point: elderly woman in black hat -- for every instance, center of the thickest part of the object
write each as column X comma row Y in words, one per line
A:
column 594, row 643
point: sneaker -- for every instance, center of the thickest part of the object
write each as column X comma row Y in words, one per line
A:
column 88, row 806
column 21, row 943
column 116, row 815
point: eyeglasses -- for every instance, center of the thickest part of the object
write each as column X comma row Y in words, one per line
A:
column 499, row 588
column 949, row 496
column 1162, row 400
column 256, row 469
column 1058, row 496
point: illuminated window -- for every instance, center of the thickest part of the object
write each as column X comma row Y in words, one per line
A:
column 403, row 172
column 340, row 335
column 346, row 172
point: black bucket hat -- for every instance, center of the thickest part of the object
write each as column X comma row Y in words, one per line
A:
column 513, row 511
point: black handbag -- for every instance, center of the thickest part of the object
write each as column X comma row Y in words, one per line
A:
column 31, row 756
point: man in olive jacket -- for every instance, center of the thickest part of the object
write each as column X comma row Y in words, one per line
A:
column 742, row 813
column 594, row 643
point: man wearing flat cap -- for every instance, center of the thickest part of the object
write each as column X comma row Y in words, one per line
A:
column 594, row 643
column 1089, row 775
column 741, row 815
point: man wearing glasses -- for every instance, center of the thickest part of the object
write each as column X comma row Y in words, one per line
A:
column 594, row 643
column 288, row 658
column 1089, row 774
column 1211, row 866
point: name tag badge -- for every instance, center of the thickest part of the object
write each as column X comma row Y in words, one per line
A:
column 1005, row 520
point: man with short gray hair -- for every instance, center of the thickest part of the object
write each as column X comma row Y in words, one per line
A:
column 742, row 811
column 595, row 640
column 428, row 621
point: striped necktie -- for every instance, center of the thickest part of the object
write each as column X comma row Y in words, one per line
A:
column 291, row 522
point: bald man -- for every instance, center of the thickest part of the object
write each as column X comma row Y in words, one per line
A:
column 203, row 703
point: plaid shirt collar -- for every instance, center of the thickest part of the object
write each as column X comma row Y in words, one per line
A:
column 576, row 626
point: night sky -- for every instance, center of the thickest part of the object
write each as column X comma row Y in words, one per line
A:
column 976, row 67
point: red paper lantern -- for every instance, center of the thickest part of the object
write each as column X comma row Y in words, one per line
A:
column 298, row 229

* **WHAT IS NEEDED**: Put the part of the records that opens with the line containing "point: man in" and closes with the line containing "column 741, row 815" into a Markdown table with the columns Row and Line text. Number each line in the Row column, and leave out any blank lines.

* **ANSWER TO THIS PROBLEM**:
| Row | Line text |
|---|---|
| 1 | point: man in olive jacket -- for every instance, center of the thickest part of the object |
| 2 | write each as column X comma row Y in words, one per line |
| 3 | A: |
| 4 | column 742, row 813 |
| 5 | column 594, row 643 |
| 6 | point: man wearing flat cap -- for every instance, center of the thickest part of the object |
| 7 | write each as column X comma row Y in words, one per line |
| 8 | A: |
| 9 | column 594, row 643 |
| 10 | column 1089, row 775 |
| 11 | column 741, row 815 |